EXERCISE DESCRIPTION: Reproduce exactly the line in which "For the mapping pass, tag each instance of the mountain with" occurs and all the lines after it, ending with the last line.

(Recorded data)
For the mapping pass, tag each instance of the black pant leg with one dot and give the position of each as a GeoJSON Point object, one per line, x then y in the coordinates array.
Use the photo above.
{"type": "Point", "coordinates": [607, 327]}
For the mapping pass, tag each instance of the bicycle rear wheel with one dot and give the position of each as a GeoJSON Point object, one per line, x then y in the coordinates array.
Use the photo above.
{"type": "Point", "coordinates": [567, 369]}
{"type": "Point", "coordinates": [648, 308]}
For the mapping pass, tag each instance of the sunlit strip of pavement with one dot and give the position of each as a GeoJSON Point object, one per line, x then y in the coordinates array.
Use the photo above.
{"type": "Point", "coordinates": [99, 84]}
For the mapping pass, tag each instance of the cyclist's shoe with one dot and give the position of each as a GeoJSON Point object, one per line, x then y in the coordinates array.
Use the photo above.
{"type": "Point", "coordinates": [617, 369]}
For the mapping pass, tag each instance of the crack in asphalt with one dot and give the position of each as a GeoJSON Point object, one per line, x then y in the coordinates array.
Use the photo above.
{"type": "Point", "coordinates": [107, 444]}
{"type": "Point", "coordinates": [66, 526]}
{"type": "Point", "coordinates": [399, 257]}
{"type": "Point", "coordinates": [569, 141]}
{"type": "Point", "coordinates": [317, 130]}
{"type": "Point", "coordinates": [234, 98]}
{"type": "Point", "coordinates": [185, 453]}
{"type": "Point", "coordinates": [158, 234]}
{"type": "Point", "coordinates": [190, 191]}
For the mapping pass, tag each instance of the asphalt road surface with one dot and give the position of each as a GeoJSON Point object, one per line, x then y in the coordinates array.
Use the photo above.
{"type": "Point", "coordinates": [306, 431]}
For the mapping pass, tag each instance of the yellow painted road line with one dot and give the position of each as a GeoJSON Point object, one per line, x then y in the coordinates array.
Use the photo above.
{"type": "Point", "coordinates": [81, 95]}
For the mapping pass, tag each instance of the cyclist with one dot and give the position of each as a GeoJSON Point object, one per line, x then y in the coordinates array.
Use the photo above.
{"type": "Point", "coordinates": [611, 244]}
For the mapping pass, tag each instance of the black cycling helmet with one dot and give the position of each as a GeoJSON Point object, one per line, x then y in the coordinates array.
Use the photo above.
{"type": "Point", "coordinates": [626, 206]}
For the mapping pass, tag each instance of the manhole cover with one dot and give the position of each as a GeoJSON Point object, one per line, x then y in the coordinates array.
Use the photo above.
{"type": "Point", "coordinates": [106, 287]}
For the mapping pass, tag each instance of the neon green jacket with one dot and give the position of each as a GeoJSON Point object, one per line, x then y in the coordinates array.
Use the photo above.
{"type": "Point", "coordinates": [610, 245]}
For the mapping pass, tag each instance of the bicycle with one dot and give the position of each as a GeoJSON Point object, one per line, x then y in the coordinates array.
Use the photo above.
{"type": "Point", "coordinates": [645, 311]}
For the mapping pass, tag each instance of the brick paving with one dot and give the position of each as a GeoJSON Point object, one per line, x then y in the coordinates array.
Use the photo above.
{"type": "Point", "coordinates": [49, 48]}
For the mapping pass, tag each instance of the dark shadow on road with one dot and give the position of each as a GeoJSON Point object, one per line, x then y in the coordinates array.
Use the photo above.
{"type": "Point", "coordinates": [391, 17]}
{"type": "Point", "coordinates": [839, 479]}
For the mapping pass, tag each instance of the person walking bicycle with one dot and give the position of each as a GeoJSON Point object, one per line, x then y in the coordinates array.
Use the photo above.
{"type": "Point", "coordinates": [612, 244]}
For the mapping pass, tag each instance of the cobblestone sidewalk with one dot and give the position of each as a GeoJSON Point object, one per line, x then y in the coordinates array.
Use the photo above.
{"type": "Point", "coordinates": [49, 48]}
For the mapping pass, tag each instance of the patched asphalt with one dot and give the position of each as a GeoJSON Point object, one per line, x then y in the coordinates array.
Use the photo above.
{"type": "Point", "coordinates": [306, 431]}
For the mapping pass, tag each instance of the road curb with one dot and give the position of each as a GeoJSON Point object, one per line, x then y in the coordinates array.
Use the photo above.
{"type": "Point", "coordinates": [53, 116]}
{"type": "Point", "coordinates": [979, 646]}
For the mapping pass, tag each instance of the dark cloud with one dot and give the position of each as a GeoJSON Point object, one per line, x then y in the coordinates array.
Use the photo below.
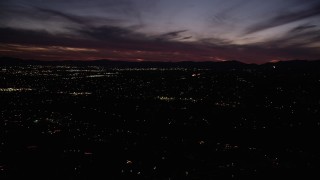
{"type": "Point", "coordinates": [285, 18]}
{"type": "Point", "coordinates": [302, 28]}
{"type": "Point", "coordinates": [174, 35]}
{"type": "Point", "coordinates": [82, 20]}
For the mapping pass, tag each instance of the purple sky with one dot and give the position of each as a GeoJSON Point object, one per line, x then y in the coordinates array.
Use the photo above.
{"type": "Point", "coordinates": [253, 31]}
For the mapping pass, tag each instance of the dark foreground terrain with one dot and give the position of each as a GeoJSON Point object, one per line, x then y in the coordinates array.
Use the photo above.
{"type": "Point", "coordinates": [100, 122]}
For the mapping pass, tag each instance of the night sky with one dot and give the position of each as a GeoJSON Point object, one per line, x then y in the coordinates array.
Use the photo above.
{"type": "Point", "coordinates": [252, 31]}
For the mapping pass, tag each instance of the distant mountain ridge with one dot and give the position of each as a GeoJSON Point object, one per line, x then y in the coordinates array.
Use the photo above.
{"type": "Point", "coordinates": [229, 65]}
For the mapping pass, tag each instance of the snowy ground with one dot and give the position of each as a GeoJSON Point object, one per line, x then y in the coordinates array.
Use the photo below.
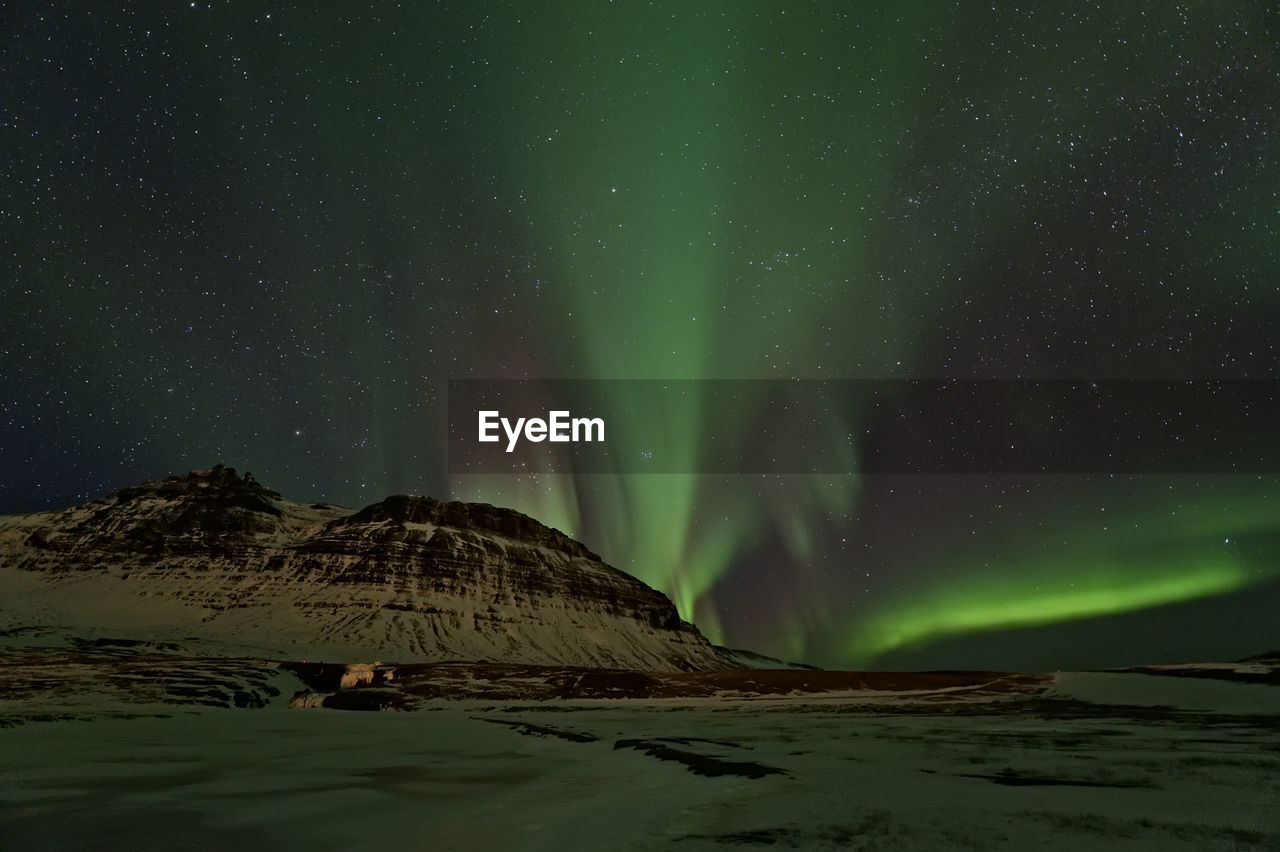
{"type": "Point", "coordinates": [1112, 761]}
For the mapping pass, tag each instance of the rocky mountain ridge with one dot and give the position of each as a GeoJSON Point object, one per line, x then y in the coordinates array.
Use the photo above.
{"type": "Point", "coordinates": [211, 557]}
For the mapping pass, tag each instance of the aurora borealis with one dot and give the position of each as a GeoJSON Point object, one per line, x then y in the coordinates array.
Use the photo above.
{"type": "Point", "coordinates": [269, 236]}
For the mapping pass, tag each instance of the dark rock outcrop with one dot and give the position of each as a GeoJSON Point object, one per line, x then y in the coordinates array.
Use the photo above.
{"type": "Point", "coordinates": [215, 557]}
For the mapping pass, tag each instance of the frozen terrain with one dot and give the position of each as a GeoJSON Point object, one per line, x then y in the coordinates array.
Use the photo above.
{"type": "Point", "coordinates": [1080, 760]}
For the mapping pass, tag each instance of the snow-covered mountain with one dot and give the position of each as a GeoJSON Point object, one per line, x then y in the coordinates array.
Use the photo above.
{"type": "Point", "coordinates": [215, 559]}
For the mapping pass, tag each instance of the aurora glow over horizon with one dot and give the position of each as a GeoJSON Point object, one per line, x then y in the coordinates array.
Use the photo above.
{"type": "Point", "coordinates": [269, 237]}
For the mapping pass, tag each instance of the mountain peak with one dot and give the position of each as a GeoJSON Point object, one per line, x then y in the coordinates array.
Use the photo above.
{"type": "Point", "coordinates": [216, 557]}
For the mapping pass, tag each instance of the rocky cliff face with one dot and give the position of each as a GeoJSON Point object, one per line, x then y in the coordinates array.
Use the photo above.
{"type": "Point", "coordinates": [213, 557]}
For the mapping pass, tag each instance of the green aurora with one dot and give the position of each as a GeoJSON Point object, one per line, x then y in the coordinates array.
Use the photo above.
{"type": "Point", "coordinates": [270, 237]}
{"type": "Point", "coordinates": [800, 195]}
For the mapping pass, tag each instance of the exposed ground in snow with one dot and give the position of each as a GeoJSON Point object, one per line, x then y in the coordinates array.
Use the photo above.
{"type": "Point", "coordinates": [877, 761]}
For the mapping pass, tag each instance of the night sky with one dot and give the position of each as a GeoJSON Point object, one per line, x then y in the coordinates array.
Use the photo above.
{"type": "Point", "coordinates": [269, 234]}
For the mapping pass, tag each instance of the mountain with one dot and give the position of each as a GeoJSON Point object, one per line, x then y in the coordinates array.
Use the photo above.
{"type": "Point", "coordinates": [214, 559]}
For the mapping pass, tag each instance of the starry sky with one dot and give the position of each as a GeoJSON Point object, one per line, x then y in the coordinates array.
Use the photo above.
{"type": "Point", "coordinates": [270, 234]}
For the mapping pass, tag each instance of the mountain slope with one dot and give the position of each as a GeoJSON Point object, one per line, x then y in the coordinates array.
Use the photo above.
{"type": "Point", "coordinates": [214, 558]}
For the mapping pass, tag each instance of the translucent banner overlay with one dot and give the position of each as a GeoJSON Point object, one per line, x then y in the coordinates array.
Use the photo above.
{"type": "Point", "coordinates": [864, 426]}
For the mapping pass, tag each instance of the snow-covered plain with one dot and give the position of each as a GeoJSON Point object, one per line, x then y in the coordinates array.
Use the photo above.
{"type": "Point", "coordinates": [1112, 761]}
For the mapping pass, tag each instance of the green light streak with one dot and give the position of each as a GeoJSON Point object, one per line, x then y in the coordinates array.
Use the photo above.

THE SOLUTION:
For the mapping pass, tag each instance of the mountain with one dot and give the position of each as a GeoJSON Point object, one per line, x then y in the coordinates array.
Use the photo above.
{"type": "Point", "coordinates": [214, 559]}
For the mapping pass, tag each instance of the starry sky with one dot and give the position of each as a GeoJSON Point object, one per line, x then y in the coordinates array.
Use the photo above.
{"type": "Point", "coordinates": [270, 234]}
For the mapping pass, tag each instance of the mountain slope with one dot and give the position of each as a GeoJSON Point object, one per line, x then y in the coordinates array.
Use the photo above.
{"type": "Point", "coordinates": [214, 558]}
For the mapping pass, tag each instance of the translucent banner overlay with one dot and give the position of each as a GeoJSON Point object, one per line, x then y in the coordinates array.
Use the photo above.
{"type": "Point", "coordinates": [864, 426]}
For the mapping pass, tag each instance of the snow-covered plain with one dot and give the position of each as a GeoJSON Point object, one per line, x then y in the coordinates array.
Use the photo above.
{"type": "Point", "coordinates": [1112, 761]}
For the mapping pass, tag each instance of the green light streak with one dot and give the position of each as a GeoJSON Point object, one per line, x then y in the coordinates array.
Use the photo above.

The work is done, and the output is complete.